## [REQUIRED WORK]
Repeat each entry as written and leave the images out of the copy.

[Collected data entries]
________________
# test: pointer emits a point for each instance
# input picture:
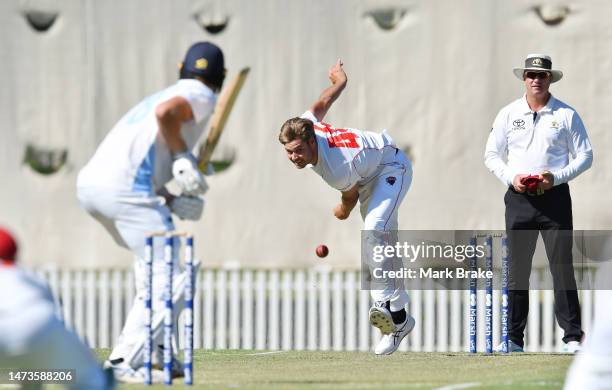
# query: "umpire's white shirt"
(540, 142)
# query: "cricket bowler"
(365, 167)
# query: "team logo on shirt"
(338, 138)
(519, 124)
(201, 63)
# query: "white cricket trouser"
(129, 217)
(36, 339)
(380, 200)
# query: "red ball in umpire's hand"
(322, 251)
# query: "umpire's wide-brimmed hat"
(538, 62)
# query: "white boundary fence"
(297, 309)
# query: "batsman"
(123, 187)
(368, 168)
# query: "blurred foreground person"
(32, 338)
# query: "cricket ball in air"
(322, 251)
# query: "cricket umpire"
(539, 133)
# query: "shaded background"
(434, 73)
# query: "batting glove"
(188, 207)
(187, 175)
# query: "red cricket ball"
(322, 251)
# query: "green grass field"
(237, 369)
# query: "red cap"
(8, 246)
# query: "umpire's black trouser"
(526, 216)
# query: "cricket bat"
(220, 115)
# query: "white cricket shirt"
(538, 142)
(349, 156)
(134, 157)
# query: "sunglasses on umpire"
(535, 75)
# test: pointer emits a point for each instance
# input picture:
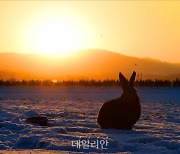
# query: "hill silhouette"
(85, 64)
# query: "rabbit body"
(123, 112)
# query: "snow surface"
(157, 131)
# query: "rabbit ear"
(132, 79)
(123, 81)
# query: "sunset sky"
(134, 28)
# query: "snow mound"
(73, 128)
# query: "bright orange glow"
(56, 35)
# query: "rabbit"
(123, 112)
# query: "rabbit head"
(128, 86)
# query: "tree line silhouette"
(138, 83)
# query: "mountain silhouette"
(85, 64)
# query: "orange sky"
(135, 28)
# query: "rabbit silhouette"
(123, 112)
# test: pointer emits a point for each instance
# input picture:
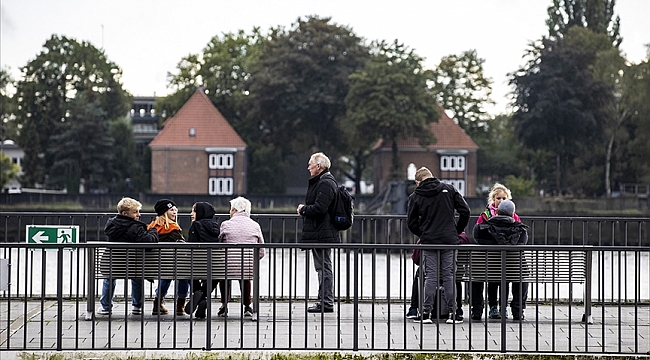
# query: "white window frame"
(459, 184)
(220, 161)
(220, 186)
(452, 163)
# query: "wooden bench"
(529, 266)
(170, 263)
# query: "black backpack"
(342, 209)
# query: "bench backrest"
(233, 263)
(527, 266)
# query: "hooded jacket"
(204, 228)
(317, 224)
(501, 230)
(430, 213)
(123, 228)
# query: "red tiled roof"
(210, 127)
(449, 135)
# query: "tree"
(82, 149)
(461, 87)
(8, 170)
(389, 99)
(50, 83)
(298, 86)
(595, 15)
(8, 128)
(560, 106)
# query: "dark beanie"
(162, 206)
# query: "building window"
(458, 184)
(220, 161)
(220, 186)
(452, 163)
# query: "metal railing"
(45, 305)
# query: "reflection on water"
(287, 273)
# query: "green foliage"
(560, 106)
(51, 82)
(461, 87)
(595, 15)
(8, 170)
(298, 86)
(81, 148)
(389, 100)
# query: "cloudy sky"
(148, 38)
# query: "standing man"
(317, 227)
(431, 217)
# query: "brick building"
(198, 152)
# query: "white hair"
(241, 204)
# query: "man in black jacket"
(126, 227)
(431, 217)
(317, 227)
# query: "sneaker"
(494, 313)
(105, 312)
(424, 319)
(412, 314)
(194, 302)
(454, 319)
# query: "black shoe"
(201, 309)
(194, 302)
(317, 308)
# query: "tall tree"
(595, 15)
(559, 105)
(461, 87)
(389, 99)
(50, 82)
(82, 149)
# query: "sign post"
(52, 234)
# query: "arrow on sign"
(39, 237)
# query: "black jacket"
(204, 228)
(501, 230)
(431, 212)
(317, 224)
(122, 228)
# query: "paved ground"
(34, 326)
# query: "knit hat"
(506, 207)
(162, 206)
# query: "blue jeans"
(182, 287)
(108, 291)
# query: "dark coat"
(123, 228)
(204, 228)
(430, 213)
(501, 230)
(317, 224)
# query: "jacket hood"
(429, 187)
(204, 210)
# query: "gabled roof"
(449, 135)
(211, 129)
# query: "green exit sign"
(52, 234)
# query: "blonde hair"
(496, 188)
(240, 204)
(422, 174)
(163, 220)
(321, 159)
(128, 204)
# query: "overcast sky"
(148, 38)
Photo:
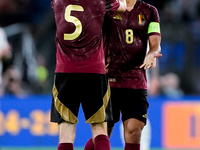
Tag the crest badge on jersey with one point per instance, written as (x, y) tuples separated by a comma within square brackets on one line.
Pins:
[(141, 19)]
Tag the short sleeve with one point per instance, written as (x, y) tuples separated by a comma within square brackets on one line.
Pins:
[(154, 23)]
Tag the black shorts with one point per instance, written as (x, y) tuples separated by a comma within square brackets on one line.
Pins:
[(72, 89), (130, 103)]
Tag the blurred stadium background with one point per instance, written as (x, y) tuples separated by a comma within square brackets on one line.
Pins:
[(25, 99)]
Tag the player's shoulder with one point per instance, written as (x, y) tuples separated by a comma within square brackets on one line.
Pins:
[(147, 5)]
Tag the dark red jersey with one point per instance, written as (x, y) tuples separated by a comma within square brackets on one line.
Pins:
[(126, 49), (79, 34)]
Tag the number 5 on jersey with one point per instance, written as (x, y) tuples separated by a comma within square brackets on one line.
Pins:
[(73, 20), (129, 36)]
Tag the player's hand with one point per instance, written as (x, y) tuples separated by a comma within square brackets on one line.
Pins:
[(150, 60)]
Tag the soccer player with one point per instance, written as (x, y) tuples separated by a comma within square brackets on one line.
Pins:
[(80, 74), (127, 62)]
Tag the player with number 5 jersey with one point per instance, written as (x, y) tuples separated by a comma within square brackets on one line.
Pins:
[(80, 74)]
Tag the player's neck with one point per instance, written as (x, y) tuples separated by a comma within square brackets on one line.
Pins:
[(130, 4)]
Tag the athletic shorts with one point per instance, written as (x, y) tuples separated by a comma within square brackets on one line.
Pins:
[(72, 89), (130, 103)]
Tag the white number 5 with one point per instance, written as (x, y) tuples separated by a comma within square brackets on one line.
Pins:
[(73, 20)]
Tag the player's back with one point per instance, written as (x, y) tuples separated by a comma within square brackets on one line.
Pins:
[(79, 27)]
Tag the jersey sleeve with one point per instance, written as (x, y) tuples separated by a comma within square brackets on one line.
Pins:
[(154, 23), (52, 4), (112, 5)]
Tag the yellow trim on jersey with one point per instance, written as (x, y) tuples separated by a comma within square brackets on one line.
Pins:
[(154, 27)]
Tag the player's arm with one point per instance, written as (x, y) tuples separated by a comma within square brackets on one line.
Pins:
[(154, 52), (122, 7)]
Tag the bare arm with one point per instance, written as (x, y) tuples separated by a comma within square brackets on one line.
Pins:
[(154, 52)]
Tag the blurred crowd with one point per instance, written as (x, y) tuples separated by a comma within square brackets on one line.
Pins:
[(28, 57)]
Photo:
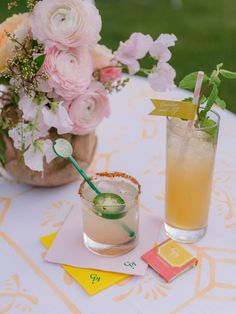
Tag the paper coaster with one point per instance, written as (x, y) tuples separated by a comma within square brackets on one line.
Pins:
________________
## [TASK RESPONSE]
# test: pointer emits a point for each instance
# input picture:
# query: "umpire's white shirt"
(540, 142)
# query: "cricket bowler"
(365, 167)
# query: "team logo on shirt"
(338, 138)
(519, 124)
(201, 63)
# query: "white cricket trouser"
(129, 217)
(36, 339)
(380, 200)
# query: "red ball in umpire's hand"
(322, 251)
# query: "umpire's wide-brimmed hat"
(538, 62)
# query: "white boundary fence"
(297, 309)
# query: "batsman"
(123, 187)
(368, 168)
# query: "blurred foreground person"
(32, 338)
# query: "cricket ball in air"
(322, 251)
# query: "cricket umpire"
(539, 133)
# query: "shaded background"
(434, 73)
# query: "batting glove"
(188, 207)
(187, 175)
# query: "red cricket ball"
(322, 251)
# query: "green grass field"
(237, 369)
# query: "red cap"
(8, 246)
# query: "umpire's black trouser"
(526, 216)
# query: "cricket bat"
(220, 115)
# query: "white cricket shirt"
(538, 142)
(349, 156)
(134, 157)
# query: "sunglasses on umpire"
(535, 75)
# test: pointer emits a point for each instance
# input picture:
# query: "hill silhouette"
(85, 64)
# query: "rabbit body"
(123, 112)
# query: "snow surface"
(157, 131)
# query: "rabbit ear"
(132, 79)
(123, 81)
# query: "sunset sky"
(134, 28)
# query: "snow mound"
(73, 128)
# query: "bright orange glow"
(56, 35)
# query: "rabbit"
(123, 112)
# query: "rabbit head"
(128, 86)
# query: "tree line silhouette"
(138, 83)
# query: "mountain silhouette"
(85, 64)
# query: "orange sky"
(135, 28)
# query: "rabbit silhouette"
(123, 112)
# test: pointer emits a point for each instance
# input picture:
# query: "white window frame"
(459, 184)
(220, 161)
(220, 186)
(452, 163)
# query: "wooden bench"
(529, 266)
(170, 263)
# query: "black backpack"
(342, 209)
# query: "bench backrest"
(233, 263)
(527, 266)
# query: "hooded jacket"
(204, 228)
(317, 224)
(501, 230)
(430, 213)
(123, 228)
# query: "red tiled roof"
(210, 127)
(449, 135)
# query: "tree"
(82, 149)
(461, 87)
(8, 170)
(389, 99)
(50, 83)
(298, 86)
(595, 15)
(8, 128)
(560, 106)
# query: "dark beanie"
(162, 206)
# query: "building window"
(458, 184)
(220, 161)
(220, 186)
(452, 163)
# query: "metal railing"
(45, 305)
# query: "reflection on water"
(287, 273)
# query: "green foliage"
(560, 106)
(51, 82)
(461, 87)
(595, 15)
(8, 170)
(298, 86)
(81, 148)
(389, 100)
# query: "cloudy sky"
(148, 38)
# query: "standing man"
(317, 227)
(431, 217)
# query: "brick building"
(198, 152)
# query: "white hair"
(241, 204)
# query: "man in black jacket"
(126, 227)
(431, 217)
(317, 227)
# query: "sneaker"
(494, 313)
(105, 312)
(424, 319)
(412, 314)
(194, 302)
(454, 319)
# query: "black shoe"
(201, 309)
(194, 302)
(317, 308)
# query: "tall tree"
(595, 15)
(559, 105)
(461, 87)
(389, 99)
(50, 82)
(82, 149)
# query: "sign post"
(52, 234)
# query: "arrow on sign"
(39, 237)
# query: "black jacket"
(204, 228)
(501, 230)
(431, 212)
(317, 224)
(122, 228)
# query: "paved ground"
(34, 326)
# query: "knit hat"
(506, 207)
(162, 206)
# query: "blue jeans"
(182, 287)
(108, 291)
# query: "dark coat"
(123, 228)
(204, 228)
(430, 213)
(501, 230)
(317, 224)
# query: "jacket hood"
(429, 187)
(204, 210)
# query: "gabled roof"
(449, 135)
(211, 129)
# query: "green exit sign"
(52, 234)
# query: "blonde hair"
(496, 188)
(240, 204)
(422, 174)
(163, 220)
(321, 159)
(128, 204)
# query: "overcast sky"
(148, 38)
Photo:
Tag the crest badge on jersey with one point per instance, written as (x, y) tuples separated by a comma within square brackets on one line.
Pins:
[(141, 19)]
Tag the short sleeve with one point per instance, written as (x, y) tuples separated by a comma within square brackets on one line.
Pins:
[(154, 23)]
Tag the black shorts with one point per instance, written as (x, y) tuples separated by a comma within square brackets on one line.
Pins:
[(72, 89), (130, 103)]
Tag the blurred stadium background with one point per instance, written as (x, y) tuples separated by a comma within square brackets on one line.
Pins:
[(25, 99)]
Tag the player's shoulder with one point per instance, written as (x, y) tuples separated by a comma within square brackets on one line.
Pins:
[(147, 5)]
Tag the dark red jersey with one point per instance, written as (x, y) tuples separated by a comma within square brackets on one line.
Pins:
[(126, 49), (79, 34)]
Tag the number 5 on jersey with one point per instance, written as (x, y) tuples separated by a comma within square brackets on one line.
Pins:
[(73, 20), (129, 36)]
Tag the player's hand with one point per instance, written as (x, y) tuples separated by a comma within square brackets on one line.
Pins:
[(150, 60)]
Tag the soccer player with one point per instance, written as (x, y) tuples separated by a comma within square brackets on one line.
Pins:
[(80, 74), (127, 62)]
Tag the player with number 5 jersey with one point per instance, written as (x, y) tuples separated by a comma within square brackets on one line.
Pins:
[(80, 74)]
Tag the player's neck with one point per instance, written as (x, y) tuples separated by a comma within square brackets on one line.
Pins:
[(130, 4)]
Tag the athletic shorts with one point per instance, written as (x, y) tuples separated by a comma within square brackets on one line.
Pins:
[(72, 89), (130, 103)]
Tag the white number 5 with one point per instance, written as (x, y) tuples separated by a comma within square brackets on one line.
Pins:
[(73, 20)]
Tag the player's back with one point per instance, written as (x, y) tuples separated by a comma within square brackets on one line.
Pins:
[(79, 27)]
Tag the jersey sleeve with one point per instance, written as (x, y) tuples separated by a comma within square brackets on one line.
Pins:
[(154, 23), (52, 4), (112, 5)]
Tag the yellow trim on jersey with one point per instance, written as (x, y) tuples separated by a comma within square brackets on one line.
Pins:
[(154, 27)]
Tag the player's arm with one point per instance, written as (x, y) tuples separated by a comma within square brackets on one line.
Pins:
[(154, 52), (122, 7)]
Tag the bare arm with one point per instance, written as (x, y) tuples separated by a comma within square brackets on one line.
Pins:
[(154, 52)]
Tag the blurred crowd with one point per instance, written as (x, y) tuples separated by a comma within square brackets on one line.
Pins:
[(28, 57)]
Photo:
Tag the paper coaster with one point per instance, written as (x, y) tuples separated by a comma within square brackets on one line.
Pins:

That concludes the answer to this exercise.